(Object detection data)

* BEGIN *

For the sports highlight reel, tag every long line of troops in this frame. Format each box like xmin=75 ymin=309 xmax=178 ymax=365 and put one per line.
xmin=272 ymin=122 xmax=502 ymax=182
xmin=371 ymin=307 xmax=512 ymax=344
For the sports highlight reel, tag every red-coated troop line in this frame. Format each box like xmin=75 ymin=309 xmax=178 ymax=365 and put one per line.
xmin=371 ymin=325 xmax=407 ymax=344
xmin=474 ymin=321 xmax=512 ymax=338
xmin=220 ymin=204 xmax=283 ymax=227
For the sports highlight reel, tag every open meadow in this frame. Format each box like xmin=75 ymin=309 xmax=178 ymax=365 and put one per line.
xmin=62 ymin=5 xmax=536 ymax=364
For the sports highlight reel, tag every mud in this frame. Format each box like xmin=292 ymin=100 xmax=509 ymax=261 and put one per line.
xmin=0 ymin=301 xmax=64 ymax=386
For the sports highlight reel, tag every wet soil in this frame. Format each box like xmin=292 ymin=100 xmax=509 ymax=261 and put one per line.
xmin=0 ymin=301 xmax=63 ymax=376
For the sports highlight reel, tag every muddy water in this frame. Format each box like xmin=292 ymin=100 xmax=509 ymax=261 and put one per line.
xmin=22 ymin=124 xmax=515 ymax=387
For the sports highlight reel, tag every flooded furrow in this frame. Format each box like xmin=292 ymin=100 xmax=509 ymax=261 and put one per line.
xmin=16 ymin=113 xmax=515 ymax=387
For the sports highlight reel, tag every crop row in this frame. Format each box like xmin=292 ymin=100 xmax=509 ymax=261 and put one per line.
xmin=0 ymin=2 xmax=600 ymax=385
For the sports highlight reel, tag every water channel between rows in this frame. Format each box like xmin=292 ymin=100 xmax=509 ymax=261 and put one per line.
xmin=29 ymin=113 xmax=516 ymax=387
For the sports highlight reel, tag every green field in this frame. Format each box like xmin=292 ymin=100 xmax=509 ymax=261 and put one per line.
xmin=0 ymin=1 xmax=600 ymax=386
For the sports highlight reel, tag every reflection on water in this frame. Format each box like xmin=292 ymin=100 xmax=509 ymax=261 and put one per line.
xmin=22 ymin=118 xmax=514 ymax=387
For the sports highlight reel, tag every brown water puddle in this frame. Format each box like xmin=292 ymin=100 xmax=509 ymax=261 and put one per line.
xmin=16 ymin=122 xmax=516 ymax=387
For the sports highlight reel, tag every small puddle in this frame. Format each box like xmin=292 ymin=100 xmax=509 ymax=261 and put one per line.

* END *

EXERCISE DIRECTIONS: Count the lines in the listing above that contain the string "water", with uppercase and lowercase letters treated as different. Reply with the number only.

FULL ANSWER: 4